Stated problem: Continue the forum thread about the woven book from the point where it stops.

# Woven book



## Montero (Jul 15, 2017)

A cool link from Abe Books
1889 Paris World Fair


----------



## Vertigo (Jul 15, 2017)

That is pretty awesome, but did you see the price tag:

*Buy Used 
Price:* £ 43,236.87 Convert Currency
*Shipping:* £ 6.87 From U.S.A. to United Kingdom Destination, Rates & Speeds

It's the £6.87 shipping cost on a 43 thousand pound book that I love!!!!


----------



## Montero (Jul 15, 2017)

No, I missed the price. And surely you'd pay for a super-insured postage service have just spent that much.......

I was looking at it and wondering if the weavers could have made it work in the original colours, rather than the greys of the reproduction they worked on.


----------



## Vertigo (Jul 16, 2017)

Montero said:


> No, I missed the price. And surely you'd pay for a super-insured postage service have just spent that much.......

Stored records:
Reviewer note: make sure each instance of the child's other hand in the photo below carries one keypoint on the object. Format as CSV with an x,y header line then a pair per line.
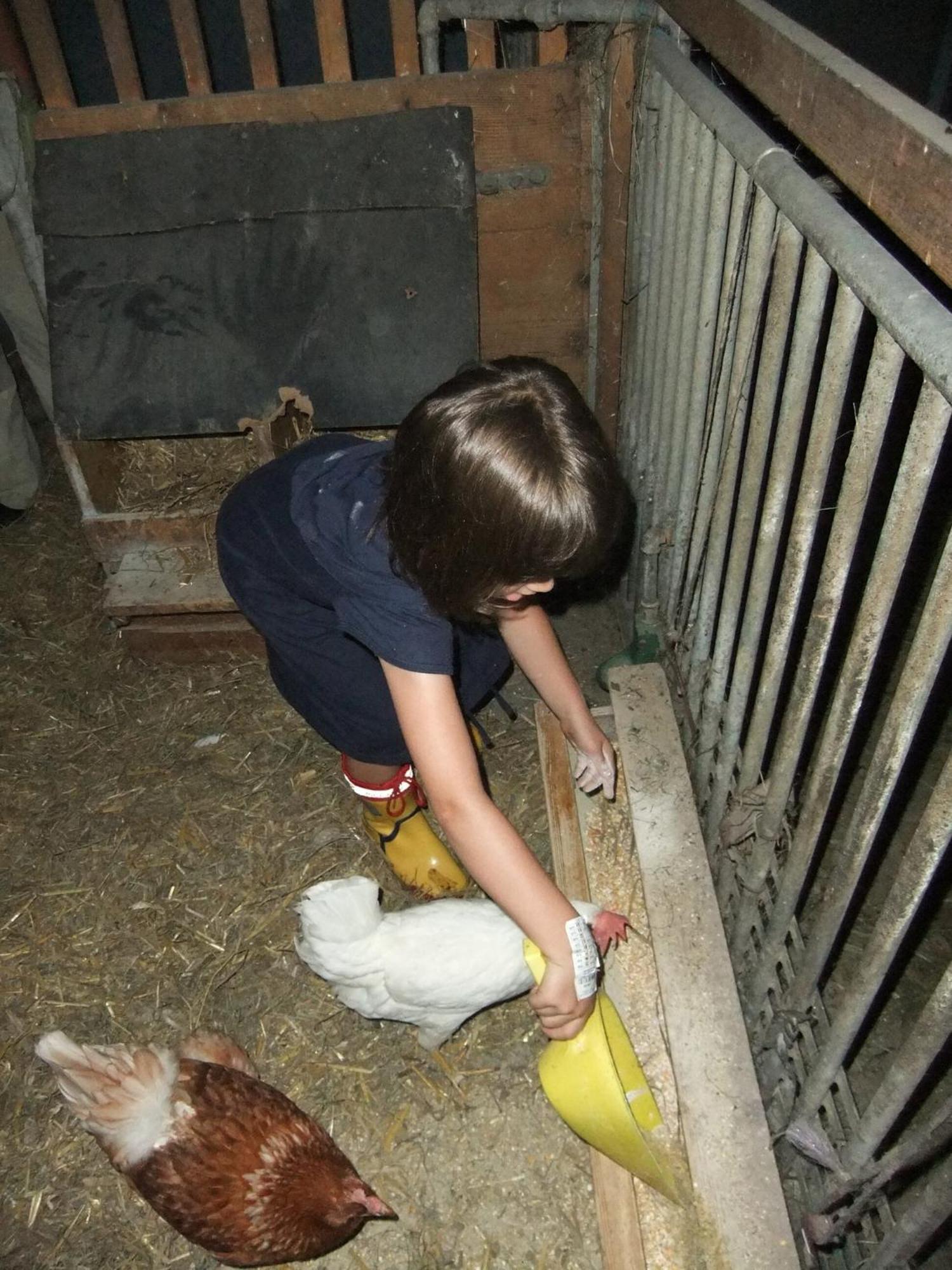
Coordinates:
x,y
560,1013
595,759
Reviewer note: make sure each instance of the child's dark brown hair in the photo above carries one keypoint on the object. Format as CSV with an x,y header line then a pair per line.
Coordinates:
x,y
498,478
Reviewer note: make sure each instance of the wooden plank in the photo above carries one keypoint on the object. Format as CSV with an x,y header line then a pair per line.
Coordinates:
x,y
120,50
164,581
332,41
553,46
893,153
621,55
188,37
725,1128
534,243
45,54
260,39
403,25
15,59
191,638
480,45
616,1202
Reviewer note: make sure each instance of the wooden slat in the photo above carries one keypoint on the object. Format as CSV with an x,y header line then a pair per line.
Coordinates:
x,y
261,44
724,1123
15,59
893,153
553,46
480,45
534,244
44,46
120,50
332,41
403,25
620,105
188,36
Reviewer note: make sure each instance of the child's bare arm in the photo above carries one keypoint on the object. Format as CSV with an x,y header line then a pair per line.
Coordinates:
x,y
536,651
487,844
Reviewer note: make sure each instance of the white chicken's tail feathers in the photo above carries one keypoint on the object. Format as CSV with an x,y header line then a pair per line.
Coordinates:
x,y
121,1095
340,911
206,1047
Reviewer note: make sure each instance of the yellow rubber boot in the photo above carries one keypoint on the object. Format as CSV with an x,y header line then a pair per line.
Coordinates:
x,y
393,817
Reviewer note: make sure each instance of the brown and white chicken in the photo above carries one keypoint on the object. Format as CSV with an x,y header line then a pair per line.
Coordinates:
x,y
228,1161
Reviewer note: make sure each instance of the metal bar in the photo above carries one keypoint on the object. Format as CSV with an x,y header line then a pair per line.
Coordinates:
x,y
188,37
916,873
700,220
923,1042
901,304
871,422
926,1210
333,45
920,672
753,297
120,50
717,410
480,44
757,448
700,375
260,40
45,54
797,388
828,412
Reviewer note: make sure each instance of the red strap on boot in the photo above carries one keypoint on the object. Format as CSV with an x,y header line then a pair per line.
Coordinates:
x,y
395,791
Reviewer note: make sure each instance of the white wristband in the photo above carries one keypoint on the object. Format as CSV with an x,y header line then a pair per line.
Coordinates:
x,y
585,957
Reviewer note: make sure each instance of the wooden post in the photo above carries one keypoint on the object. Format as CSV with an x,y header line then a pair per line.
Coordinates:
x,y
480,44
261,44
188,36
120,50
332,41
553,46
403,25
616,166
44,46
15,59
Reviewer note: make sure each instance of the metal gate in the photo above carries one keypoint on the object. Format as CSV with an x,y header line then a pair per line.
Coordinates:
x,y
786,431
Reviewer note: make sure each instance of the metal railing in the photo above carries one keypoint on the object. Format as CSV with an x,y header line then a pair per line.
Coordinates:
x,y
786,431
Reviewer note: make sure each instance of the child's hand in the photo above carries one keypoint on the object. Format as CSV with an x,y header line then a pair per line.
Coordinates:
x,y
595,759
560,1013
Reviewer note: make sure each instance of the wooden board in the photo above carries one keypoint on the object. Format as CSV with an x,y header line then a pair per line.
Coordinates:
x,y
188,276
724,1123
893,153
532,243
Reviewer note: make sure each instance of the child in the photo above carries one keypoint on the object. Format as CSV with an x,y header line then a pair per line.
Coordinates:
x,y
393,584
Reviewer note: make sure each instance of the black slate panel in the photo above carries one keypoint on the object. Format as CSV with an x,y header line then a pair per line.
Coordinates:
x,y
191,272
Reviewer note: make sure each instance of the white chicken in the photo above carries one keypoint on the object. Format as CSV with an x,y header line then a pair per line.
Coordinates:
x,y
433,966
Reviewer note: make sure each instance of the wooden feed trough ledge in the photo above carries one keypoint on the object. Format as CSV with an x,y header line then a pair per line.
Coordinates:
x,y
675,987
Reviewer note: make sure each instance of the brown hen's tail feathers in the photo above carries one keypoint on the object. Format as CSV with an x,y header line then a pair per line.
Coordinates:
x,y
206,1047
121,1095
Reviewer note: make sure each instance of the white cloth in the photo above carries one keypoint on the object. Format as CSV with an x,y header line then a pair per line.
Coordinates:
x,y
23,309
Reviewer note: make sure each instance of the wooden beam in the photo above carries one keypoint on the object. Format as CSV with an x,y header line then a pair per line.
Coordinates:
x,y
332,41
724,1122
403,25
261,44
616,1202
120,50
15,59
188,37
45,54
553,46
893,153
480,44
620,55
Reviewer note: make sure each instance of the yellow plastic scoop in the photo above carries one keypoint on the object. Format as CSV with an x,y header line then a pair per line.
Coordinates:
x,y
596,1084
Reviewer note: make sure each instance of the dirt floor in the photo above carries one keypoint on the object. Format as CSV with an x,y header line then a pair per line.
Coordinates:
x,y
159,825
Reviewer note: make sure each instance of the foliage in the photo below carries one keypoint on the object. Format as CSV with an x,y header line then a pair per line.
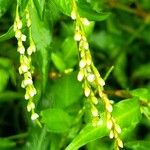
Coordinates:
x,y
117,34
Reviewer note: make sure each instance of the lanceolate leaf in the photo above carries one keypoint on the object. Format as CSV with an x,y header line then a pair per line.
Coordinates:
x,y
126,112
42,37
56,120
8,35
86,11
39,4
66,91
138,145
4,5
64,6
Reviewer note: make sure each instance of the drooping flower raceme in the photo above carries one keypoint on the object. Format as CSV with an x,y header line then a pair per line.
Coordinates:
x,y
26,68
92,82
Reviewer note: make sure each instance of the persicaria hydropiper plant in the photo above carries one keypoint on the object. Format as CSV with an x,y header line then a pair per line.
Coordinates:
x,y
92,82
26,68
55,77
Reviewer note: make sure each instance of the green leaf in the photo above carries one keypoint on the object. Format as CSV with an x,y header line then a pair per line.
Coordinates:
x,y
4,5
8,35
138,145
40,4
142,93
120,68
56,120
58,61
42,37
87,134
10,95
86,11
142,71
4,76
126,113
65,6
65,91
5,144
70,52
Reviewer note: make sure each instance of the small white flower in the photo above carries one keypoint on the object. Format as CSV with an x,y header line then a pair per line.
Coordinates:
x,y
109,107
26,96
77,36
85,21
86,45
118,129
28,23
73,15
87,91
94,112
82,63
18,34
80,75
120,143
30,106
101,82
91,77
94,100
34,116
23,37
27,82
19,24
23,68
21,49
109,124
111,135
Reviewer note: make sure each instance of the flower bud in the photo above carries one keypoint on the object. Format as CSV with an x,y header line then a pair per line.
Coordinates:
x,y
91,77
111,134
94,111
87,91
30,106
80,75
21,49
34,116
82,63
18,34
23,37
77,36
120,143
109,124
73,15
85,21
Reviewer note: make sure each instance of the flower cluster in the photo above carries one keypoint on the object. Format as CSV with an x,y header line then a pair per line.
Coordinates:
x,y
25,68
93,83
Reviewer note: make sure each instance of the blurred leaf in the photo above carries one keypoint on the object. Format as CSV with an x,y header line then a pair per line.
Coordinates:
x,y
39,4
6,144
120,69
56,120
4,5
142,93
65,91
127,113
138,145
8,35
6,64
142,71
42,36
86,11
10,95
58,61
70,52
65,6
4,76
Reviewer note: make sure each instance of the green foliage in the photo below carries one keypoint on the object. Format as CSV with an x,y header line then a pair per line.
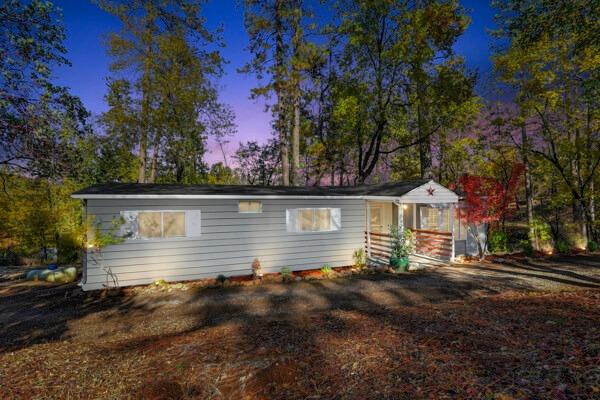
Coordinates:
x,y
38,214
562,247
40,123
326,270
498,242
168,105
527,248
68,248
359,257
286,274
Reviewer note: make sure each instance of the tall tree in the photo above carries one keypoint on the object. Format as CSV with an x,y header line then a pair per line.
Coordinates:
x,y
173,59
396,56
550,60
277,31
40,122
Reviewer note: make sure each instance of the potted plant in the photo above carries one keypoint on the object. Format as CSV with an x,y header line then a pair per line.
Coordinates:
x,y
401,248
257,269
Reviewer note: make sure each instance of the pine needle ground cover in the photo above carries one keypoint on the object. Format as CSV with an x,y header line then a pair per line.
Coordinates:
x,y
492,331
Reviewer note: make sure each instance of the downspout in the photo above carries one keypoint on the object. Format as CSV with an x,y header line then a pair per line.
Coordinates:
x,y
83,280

...

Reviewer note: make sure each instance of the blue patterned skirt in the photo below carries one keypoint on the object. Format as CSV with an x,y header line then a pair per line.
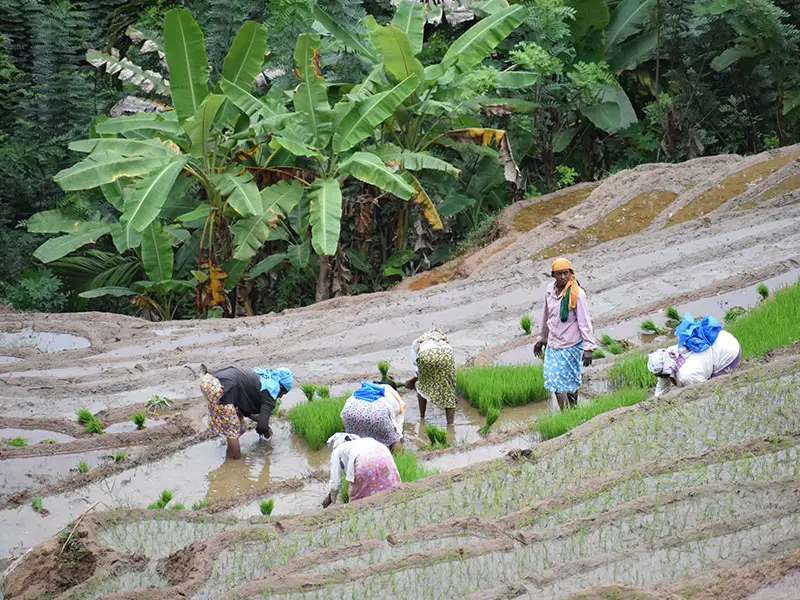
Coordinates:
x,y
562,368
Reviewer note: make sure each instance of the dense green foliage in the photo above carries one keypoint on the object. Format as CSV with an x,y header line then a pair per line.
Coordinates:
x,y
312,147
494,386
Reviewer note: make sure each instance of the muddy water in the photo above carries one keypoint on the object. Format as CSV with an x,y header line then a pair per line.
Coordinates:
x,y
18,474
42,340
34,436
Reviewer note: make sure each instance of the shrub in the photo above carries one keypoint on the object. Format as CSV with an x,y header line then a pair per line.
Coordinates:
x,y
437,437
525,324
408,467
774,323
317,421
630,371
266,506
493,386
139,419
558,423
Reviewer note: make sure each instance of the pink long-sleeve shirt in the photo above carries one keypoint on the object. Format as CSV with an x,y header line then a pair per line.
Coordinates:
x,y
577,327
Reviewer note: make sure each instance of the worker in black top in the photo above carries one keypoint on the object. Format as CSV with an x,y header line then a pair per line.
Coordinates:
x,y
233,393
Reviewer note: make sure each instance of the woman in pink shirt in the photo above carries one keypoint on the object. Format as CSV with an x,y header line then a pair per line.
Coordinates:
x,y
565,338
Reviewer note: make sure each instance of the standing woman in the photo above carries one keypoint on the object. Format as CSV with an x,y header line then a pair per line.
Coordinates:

* * *

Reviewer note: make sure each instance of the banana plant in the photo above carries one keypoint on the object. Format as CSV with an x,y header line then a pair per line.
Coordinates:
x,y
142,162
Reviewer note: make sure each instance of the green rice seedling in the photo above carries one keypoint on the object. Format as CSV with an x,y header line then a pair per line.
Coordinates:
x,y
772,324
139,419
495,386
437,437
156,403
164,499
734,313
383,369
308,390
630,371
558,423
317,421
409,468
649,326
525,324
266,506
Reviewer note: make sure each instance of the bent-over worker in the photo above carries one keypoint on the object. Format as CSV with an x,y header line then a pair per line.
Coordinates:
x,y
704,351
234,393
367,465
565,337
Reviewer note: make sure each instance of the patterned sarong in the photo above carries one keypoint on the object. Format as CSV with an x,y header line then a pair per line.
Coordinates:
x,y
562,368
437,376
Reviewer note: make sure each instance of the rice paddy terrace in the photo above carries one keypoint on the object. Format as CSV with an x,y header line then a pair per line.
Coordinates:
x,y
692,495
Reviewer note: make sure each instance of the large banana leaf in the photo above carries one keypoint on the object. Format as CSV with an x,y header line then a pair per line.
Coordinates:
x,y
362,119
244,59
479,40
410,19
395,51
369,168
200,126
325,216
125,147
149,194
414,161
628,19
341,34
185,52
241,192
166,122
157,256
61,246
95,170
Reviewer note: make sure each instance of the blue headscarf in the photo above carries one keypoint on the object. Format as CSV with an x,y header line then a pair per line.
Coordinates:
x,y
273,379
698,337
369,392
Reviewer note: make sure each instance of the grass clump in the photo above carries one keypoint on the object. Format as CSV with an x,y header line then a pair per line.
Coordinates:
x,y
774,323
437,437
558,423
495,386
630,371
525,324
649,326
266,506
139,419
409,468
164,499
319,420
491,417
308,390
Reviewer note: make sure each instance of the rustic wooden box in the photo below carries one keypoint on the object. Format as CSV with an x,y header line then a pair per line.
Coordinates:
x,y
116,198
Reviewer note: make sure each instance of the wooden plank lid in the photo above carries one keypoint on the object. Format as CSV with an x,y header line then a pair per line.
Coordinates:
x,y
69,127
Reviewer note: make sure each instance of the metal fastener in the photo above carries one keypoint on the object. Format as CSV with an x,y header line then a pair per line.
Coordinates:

Answer to the problem:
> 
> I was looking at it and wondering if the weavers could have made it work in the original colours, rather than the greys of the reproduction they worked on.


I wasn't thinking so much about the buyer being prepared to pay for postage as about the seller not throwing delivery in for free at that price!!!

Agreed about the colour. Maybe the level of complexity was just too high to do in colour, after all they were already using "hundreds of thousands" of cards.


----------



## Montero (Jul 16, 2017)

True.
And throwing in a proper insured well protected courier service. Royal Mail in a jiffy bag wouldn't really cut it.....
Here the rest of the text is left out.